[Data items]

########################################

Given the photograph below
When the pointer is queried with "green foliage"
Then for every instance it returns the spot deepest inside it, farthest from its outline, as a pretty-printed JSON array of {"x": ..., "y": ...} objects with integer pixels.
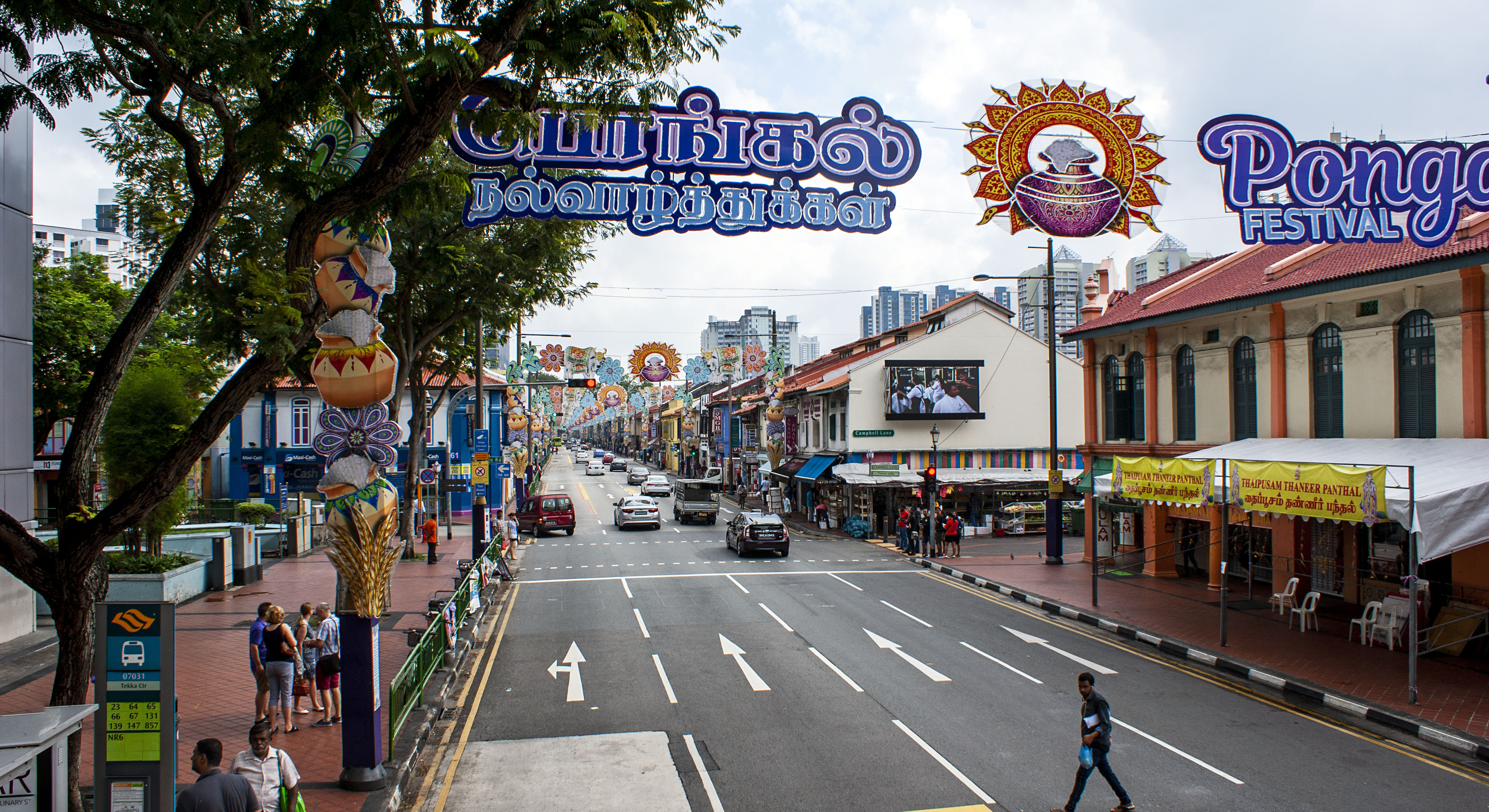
[{"x": 254, "y": 513}]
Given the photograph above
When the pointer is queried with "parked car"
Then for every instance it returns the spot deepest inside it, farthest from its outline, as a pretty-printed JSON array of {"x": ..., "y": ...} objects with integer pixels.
[
  {"x": 547, "y": 515},
  {"x": 757, "y": 531},
  {"x": 656, "y": 483},
  {"x": 638, "y": 510}
]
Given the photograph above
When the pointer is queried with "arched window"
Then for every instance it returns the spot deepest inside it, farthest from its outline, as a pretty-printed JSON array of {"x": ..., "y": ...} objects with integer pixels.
[
  {"x": 1417, "y": 375},
  {"x": 1244, "y": 388},
  {"x": 1137, "y": 376},
  {"x": 1184, "y": 394},
  {"x": 300, "y": 422},
  {"x": 1329, "y": 384}
]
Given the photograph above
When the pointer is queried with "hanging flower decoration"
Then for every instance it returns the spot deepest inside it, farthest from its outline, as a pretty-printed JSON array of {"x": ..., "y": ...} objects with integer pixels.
[
  {"x": 361, "y": 431},
  {"x": 610, "y": 372},
  {"x": 754, "y": 358}
]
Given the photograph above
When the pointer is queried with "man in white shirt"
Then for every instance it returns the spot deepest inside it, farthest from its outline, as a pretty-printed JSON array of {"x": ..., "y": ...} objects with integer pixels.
[{"x": 267, "y": 770}]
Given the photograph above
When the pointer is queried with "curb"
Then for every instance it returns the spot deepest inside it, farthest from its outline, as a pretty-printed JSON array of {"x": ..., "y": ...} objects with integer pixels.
[{"x": 1412, "y": 726}]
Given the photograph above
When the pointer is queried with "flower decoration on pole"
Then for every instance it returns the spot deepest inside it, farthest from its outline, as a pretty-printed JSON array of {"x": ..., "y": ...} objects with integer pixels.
[{"x": 1068, "y": 197}]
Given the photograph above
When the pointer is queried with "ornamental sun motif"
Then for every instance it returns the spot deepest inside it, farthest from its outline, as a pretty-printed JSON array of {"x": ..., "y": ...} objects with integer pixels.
[{"x": 1098, "y": 163}]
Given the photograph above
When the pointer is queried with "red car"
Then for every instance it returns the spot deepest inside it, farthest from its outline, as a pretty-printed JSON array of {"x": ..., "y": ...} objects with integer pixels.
[{"x": 547, "y": 515}]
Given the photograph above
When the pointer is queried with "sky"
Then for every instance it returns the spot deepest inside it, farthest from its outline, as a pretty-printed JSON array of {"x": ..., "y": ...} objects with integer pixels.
[{"x": 1363, "y": 68}]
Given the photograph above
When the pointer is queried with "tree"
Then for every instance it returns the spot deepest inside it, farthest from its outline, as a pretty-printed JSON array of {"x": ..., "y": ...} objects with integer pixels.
[{"x": 230, "y": 94}]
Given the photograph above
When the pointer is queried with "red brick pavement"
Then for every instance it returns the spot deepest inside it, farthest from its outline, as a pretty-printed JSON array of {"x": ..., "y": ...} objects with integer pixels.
[
  {"x": 1451, "y": 692},
  {"x": 217, "y": 686}
]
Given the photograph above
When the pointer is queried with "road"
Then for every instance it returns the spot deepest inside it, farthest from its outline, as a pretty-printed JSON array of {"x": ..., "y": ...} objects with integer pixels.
[{"x": 845, "y": 678}]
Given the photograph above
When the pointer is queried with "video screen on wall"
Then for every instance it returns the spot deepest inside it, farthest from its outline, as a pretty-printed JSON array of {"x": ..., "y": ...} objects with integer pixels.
[{"x": 933, "y": 391}]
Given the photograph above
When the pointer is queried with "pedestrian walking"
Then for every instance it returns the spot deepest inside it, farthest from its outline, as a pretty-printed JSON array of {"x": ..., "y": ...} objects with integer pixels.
[
  {"x": 328, "y": 667},
  {"x": 257, "y": 658},
  {"x": 307, "y": 659},
  {"x": 268, "y": 771},
  {"x": 215, "y": 790},
  {"x": 1097, "y": 733},
  {"x": 279, "y": 641}
]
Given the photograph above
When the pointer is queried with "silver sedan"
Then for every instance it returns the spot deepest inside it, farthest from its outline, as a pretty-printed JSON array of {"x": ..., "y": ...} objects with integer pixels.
[{"x": 638, "y": 510}]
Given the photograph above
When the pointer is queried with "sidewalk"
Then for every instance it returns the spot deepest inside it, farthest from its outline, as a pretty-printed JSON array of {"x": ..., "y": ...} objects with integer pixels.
[
  {"x": 1449, "y": 693},
  {"x": 217, "y": 687}
]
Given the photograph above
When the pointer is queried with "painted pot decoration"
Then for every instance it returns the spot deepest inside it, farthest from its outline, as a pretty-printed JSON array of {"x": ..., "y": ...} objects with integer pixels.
[{"x": 352, "y": 378}]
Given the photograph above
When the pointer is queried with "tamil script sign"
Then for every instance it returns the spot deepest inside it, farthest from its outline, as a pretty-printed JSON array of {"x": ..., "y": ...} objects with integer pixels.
[
  {"x": 1314, "y": 489},
  {"x": 1181, "y": 482},
  {"x": 679, "y": 150}
]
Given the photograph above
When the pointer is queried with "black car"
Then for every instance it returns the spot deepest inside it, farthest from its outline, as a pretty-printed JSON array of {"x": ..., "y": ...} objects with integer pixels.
[{"x": 757, "y": 531}]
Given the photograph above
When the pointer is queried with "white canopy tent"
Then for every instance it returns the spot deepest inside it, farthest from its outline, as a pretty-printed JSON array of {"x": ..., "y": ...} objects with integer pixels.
[{"x": 1451, "y": 480}]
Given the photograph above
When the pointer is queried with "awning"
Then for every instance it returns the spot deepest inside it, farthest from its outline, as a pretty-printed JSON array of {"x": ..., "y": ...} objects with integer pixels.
[{"x": 814, "y": 468}]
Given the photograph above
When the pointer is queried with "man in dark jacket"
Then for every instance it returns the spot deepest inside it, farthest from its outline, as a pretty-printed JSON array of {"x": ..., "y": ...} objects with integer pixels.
[{"x": 1097, "y": 732}]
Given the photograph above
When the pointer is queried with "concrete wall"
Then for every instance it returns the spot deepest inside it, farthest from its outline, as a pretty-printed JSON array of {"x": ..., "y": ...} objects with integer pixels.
[{"x": 17, "y": 601}]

########################################

## Written request
Report each line of the data above that contains the word "white", copying every such line in full.

## Result for this exercise
When the pointer is queried with "man in white shirt"
When the pointer is queried with "white canopy tent"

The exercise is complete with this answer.